— START OF Data section —
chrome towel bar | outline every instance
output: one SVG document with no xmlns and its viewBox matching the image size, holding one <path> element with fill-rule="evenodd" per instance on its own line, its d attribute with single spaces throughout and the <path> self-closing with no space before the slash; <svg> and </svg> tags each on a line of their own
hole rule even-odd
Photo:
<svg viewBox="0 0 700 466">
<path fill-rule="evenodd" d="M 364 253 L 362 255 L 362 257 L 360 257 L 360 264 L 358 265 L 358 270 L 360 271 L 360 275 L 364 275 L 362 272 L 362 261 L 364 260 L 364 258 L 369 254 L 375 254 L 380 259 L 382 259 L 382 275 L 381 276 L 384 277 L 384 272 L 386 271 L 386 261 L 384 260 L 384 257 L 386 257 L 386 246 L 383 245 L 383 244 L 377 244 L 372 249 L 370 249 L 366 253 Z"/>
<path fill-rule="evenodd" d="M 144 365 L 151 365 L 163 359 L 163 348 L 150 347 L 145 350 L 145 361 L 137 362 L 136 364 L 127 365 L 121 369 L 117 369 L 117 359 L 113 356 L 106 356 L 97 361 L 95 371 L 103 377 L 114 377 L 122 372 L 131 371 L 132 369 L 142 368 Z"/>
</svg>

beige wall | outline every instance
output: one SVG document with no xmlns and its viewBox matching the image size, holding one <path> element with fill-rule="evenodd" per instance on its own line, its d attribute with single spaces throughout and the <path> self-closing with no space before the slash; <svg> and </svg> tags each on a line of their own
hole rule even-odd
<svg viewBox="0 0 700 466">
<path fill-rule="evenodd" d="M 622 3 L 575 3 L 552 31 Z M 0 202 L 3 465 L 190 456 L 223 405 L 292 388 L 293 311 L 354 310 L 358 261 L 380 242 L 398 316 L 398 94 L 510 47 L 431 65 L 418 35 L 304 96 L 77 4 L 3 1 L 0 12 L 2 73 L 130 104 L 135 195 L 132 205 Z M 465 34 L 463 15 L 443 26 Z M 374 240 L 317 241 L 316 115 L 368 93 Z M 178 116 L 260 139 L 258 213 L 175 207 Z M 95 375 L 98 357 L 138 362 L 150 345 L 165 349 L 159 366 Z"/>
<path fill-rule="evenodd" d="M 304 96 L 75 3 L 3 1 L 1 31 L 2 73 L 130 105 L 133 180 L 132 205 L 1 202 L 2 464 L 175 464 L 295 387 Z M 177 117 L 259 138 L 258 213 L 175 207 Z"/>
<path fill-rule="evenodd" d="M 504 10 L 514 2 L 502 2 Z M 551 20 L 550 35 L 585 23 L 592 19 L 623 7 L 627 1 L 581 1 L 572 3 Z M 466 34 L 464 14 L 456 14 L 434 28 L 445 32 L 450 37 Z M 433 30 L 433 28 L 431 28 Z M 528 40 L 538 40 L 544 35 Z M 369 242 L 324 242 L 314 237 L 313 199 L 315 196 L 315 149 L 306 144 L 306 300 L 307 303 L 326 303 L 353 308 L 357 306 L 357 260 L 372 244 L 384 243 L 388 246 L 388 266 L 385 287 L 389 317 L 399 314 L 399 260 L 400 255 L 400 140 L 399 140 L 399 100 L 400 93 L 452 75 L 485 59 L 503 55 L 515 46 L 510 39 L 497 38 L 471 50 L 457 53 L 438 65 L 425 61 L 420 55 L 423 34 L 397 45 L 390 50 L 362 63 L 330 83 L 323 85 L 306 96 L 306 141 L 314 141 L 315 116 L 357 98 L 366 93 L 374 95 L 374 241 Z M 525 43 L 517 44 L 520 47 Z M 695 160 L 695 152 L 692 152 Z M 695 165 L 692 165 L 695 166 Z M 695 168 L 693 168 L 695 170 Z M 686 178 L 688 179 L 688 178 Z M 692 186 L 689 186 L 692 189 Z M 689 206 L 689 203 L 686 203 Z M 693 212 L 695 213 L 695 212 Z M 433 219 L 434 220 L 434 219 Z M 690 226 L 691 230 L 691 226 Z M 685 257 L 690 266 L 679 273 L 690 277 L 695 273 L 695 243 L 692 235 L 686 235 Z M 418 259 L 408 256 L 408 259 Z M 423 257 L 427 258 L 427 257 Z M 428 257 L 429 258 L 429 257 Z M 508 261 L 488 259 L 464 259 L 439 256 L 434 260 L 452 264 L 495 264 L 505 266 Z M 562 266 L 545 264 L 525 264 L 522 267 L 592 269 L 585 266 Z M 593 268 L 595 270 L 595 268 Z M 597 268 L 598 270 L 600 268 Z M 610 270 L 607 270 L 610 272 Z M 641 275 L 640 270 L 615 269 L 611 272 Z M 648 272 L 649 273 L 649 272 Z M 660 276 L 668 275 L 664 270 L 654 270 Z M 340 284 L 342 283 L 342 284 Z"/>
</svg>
— END OF Data section —
[Challenge] Reproduce every line of the items above word for word.

[Result for this task]
chrome towel bar | outline every instance
output: one SVG document with no xmlns and its viewBox matching the image size, holding one <path> element with fill-rule="evenodd" per instance on its own line, its d attribute with single spaces throughout and the <path> self-closing with no space before the slash; <svg> and </svg> tags each on a line of their own
hole rule even-odd
Photo:
<svg viewBox="0 0 700 466">
<path fill-rule="evenodd" d="M 364 253 L 362 255 L 362 257 L 360 257 L 360 264 L 358 265 L 358 270 L 360 271 L 360 275 L 364 275 L 362 272 L 362 261 L 364 260 L 364 258 L 369 254 L 375 254 L 380 259 L 382 259 L 382 275 L 381 276 L 384 277 L 384 272 L 386 271 L 386 261 L 384 260 L 384 257 L 386 257 L 386 246 L 383 245 L 383 244 L 377 244 L 372 249 L 370 249 L 366 253 Z"/>
<path fill-rule="evenodd" d="M 144 365 L 151 365 L 163 359 L 163 348 L 150 347 L 145 350 L 145 361 L 137 362 L 136 364 L 127 365 L 121 369 L 117 369 L 117 359 L 113 356 L 106 356 L 97 361 L 95 371 L 103 377 L 114 377 L 122 372 L 131 371 L 132 369 L 142 368 Z"/>
</svg>

beige wall | outline every instance
output: one SVG document with no xmlns and its viewBox matching the image size, holding one <path> element with fill-rule="evenodd" per instance on its own line, its d attribute with single spaces throughout and the <path> self-closing with no space before the slash; <svg> and </svg> tags each on a line of their own
hole rule even-odd
<svg viewBox="0 0 700 466">
<path fill-rule="evenodd" d="M 622 3 L 575 3 L 552 31 Z M 0 202 L 3 465 L 190 456 L 223 405 L 292 388 L 293 311 L 354 310 L 358 261 L 380 242 L 398 316 L 398 94 L 510 47 L 431 65 L 418 35 L 304 96 L 77 4 L 3 1 L 0 12 L 2 73 L 130 104 L 135 195 L 132 205 Z M 465 34 L 463 15 L 443 26 Z M 374 240 L 317 241 L 316 115 L 368 93 Z M 178 116 L 260 139 L 258 213 L 175 207 Z M 95 375 L 98 357 L 138 362 L 150 345 L 165 349 L 159 366 Z"/>
<path fill-rule="evenodd" d="M 304 96 L 75 3 L 3 1 L 1 31 L 2 73 L 130 105 L 133 180 L 132 205 L 1 202 L 2 464 L 175 464 L 295 387 Z M 177 117 L 259 138 L 258 213 L 175 207 Z"/>
<path fill-rule="evenodd" d="M 504 10 L 514 2 L 502 2 Z M 551 20 L 550 35 L 585 23 L 592 19 L 623 7 L 627 1 L 581 1 L 572 3 Z M 466 34 L 464 14 L 456 14 L 434 28 L 445 32 L 450 37 Z M 433 30 L 433 28 L 431 28 Z M 528 40 L 538 40 L 544 35 Z M 369 242 L 324 242 L 314 237 L 313 199 L 315 196 L 315 149 L 306 144 L 306 300 L 307 303 L 326 303 L 353 308 L 357 306 L 357 260 L 372 244 L 384 243 L 388 246 L 388 266 L 385 287 L 389 317 L 399 314 L 399 260 L 400 255 L 400 140 L 399 140 L 399 100 L 400 93 L 452 75 L 485 59 L 503 55 L 515 46 L 510 39 L 497 38 L 471 50 L 457 53 L 438 65 L 425 61 L 420 55 L 423 34 L 397 45 L 390 50 L 362 63 L 330 83 L 323 85 L 306 96 L 306 141 L 314 141 L 315 116 L 357 98 L 366 93 L 374 95 L 374 241 Z M 525 43 L 517 44 L 520 47 Z M 695 160 L 695 152 L 692 152 Z M 695 165 L 692 165 L 695 166 Z M 695 168 L 693 168 L 695 170 Z M 686 178 L 688 179 L 688 178 Z M 692 186 L 689 186 L 692 189 Z M 689 206 L 689 203 L 686 203 Z M 693 212 L 695 213 L 695 212 Z M 433 219 L 434 220 L 434 219 Z M 690 226 L 691 230 L 691 226 Z M 685 257 L 690 266 L 679 273 L 690 277 L 695 273 L 695 243 L 692 235 L 686 235 Z M 418 259 L 408 256 L 408 259 Z M 423 257 L 427 258 L 427 257 Z M 428 257 L 429 258 L 429 257 Z M 508 261 L 488 259 L 464 259 L 439 256 L 434 260 L 452 264 L 495 264 L 505 266 Z M 562 266 L 545 264 L 525 264 L 522 267 L 592 269 L 585 266 Z M 593 268 L 595 270 L 595 268 Z M 597 268 L 598 270 L 600 268 Z M 610 270 L 607 270 L 610 272 Z M 641 275 L 640 270 L 615 269 L 611 272 Z M 648 272 L 649 273 L 649 272 Z M 660 276 L 668 275 L 664 270 L 654 270 Z M 340 284 L 342 283 L 342 284 Z"/>
</svg>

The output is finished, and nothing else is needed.